Stored records:
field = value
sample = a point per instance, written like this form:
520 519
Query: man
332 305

• Task item
Copy each entry exactly. Omit none.

• Finished exercise
field = value
sample = a point per instance, written like this form:
520 519
Query: man
332 305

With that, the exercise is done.